Shape labeling data:

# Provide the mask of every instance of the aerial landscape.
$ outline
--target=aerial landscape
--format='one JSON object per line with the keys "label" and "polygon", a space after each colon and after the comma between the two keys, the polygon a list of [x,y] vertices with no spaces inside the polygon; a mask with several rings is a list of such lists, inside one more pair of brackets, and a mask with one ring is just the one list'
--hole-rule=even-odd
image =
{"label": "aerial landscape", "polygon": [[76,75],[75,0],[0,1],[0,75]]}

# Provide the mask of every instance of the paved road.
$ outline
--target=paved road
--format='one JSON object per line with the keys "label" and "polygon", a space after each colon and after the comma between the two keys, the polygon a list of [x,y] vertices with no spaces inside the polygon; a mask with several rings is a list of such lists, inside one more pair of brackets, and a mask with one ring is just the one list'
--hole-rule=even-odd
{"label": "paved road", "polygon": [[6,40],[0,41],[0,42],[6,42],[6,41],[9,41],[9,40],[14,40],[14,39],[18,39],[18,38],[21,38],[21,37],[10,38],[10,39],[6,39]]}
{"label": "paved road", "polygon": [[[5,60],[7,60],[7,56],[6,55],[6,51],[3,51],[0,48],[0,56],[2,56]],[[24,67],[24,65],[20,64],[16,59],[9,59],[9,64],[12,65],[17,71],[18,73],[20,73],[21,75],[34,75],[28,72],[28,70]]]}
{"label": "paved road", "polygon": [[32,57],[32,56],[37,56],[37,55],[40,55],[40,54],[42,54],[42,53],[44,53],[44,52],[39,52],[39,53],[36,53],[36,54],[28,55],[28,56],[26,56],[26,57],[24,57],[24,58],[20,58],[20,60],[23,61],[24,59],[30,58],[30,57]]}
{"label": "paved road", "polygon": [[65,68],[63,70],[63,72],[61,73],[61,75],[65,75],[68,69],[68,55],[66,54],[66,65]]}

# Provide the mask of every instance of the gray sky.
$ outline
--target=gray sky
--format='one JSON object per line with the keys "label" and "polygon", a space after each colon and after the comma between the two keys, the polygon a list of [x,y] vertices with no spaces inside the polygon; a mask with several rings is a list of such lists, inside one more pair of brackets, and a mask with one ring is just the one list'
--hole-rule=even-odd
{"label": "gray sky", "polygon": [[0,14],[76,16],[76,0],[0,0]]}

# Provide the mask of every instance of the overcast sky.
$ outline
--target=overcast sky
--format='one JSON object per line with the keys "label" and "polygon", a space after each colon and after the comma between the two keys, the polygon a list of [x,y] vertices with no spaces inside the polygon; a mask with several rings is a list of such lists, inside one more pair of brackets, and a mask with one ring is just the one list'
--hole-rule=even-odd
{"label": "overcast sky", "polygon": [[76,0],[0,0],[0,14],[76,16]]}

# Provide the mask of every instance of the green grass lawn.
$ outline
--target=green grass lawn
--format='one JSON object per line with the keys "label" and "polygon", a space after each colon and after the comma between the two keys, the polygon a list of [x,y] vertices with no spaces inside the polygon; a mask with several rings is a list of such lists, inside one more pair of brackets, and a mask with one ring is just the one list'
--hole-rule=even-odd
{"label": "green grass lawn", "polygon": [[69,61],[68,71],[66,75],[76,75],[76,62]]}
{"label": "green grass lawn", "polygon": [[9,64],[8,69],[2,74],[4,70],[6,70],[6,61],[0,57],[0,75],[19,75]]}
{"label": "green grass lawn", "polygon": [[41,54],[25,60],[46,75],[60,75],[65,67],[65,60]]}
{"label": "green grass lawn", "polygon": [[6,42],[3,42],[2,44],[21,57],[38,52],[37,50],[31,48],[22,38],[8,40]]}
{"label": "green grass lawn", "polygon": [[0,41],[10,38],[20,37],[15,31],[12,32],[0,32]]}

REQUIREMENT — Rewrite all of the data above with every "Provide" changed to "Return", keeping everything else the same.

CORRECT ANSWER —
# Return the mask of every instance of the aerial landscape.
$ outline
--target=aerial landscape
--format='one JSON object per line with the keys "label" and "polygon", a space after each colon and after the comma between the two keys, the polygon a list of [x,y] vertices with no spaces inside the polygon; a mask with several rings is a list of such lists, inside one more pair of brackets, and a mask with one ring is just the one list'
--hole-rule=even-odd
image =
{"label": "aerial landscape", "polygon": [[76,75],[75,0],[0,1],[0,75]]}

# Return the mask of every instance of the paved road.
$ outline
--target=paved road
--format='one JSON object per line with the keys "label" and "polygon", a space after each colon and after the comma between the two keys, the polygon a list of [x,y] vertices with no spaces inside the polygon; a mask with several rings is a list of such lists, inside one more pair of brackets, and a mask with one ring is just the one list'
--hole-rule=even-odd
{"label": "paved road", "polygon": [[6,40],[0,41],[0,42],[6,42],[6,41],[9,41],[9,40],[14,40],[14,39],[18,39],[18,38],[21,38],[21,37],[10,38],[10,39],[6,39]]}
{"label": "paved road", "polygon": [[[5,60],[7,60],[7,56],[6,55],[6,51],[3,51],[0,48],[0,56],[2,56]],[[24,67],[24,65],[20,64],[16,59],[9,59],[9,64],[12,65],[17,71],[18,73],[20,73],[21,75],[34,75],[28,72],[28,70]]]}
{"label": "paved road", "polygon": [[32,57],[32,56],[37,56],[37,55],[40,55],[40,54],[42,54],[42,53],[44,53],[44,52],[39,52],[39,53],[36,53],[36,54],[28,55],[28,56],[26,56],[26,57],[24,57],[24,58],[20,58],[20,60],[23,61],[24,59],[30,58],[30,57]]}
{"label": "paved road", "polygon": [[65,68],[63,70],[63,72],[61,73],[61,75],[65,75],[68,69],[68,55],[66,54],[66,65]]}

# Return the mask of every instance of the gray sky.
$ outline
--target=gray sky
--format='one JSON object per line with the keys "label" and "polygon", a space after each colon and after the comma between the two keys, the polygon a list of [x,y] vertices with no spaces inside the polygon; a mask with several rings is a list of such lists, inside one more pair of brackets, and a mask with one ring is just the one list'
--hole-rule=even-odd
{"label": "gray sky", "polygon": [[0,14],[76,16],[76,0],[0,0]]}

# Return the mask of every instance of the overcast sky.
$ outline
--target=overcast sky
--format='one JSON object per line with the keys "label" and "polygon", a space after each colon and after the comma between the two keys, the polygon a list of [x,y] vertices with no spaces inside the polygon; a mask with several rings is a list of such lists, inside one more pair of brackets, and a mask with one ring is just the one list'
--hole-rule=even-odd
{"label": "overcast sky", "polygon": [[76,0],[0,0],[0,14],[76,16]]}

# Return the mask of every instance of the green grass lawn.
$ outline
--target=green grass lawn
--format='one JSON object per line with the keys "label" and "polygon", a space after each colon and after the comma between the two keys, the polygon a list of [x,y] vertices with no spaces inside the polygon; a mask with several rings is a list of such lists, inside one more pair of brackets, and a mask with one ring is just the one list'
--hole-rule=even-odd
{"label": "green grass lawn", "polygon": [[69,61],[68,71],[66,75],[76,75],[76,62]]}
{"label": "green grass lawn", "polygon": [[9,64],[8,69],[2,74],[4,70],[6,70],[6,61],[0,57],[0,75],[19,75]]}
{"label": "green grass lawn", "polygon": [[41,54],[25,60],[46,75],[60,75],[65,67],[65,60]]}
{"label": "green grass lawn", "polygon": [[6,42],[3,42],[2,44],[21,57],[38,52],[37,50],[31,48],[22,38],[8,40]]}
{"label": "green grass lawn", "polygon": [[0,41],[10,38],[20,37],[15,31],[12,32],[0,32]]}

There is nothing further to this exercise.